DIRECTIONS:
Would you copy out the following entries exactly, without any of the pictures?

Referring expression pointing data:

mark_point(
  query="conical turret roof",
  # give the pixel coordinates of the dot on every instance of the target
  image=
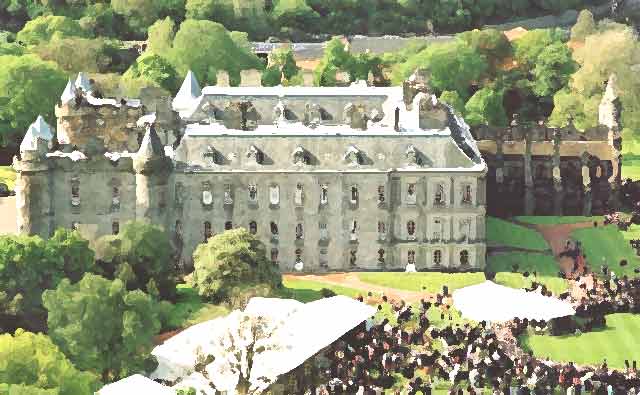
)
(69, 93)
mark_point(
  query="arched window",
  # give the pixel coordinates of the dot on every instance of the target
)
(411, 257)
(207, 230)
(299, 232)
(439, 197)
(411, 228)
(464, 257)
(437, 257)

PROBLEM SOLUTION:
mark_point(
  query="conical turret roof",
  # give the pixel coordinates of the dot on every instance of the target
  image=
)
(69, 93)
mark_point(
  query="arched window",
  # give the pixel coordinates of the dot on every instance of the target
)
(411, 257)
(207, 230)
(299, 232)
(439, 197)
(411, 228)
(464, 257)
(437, 257)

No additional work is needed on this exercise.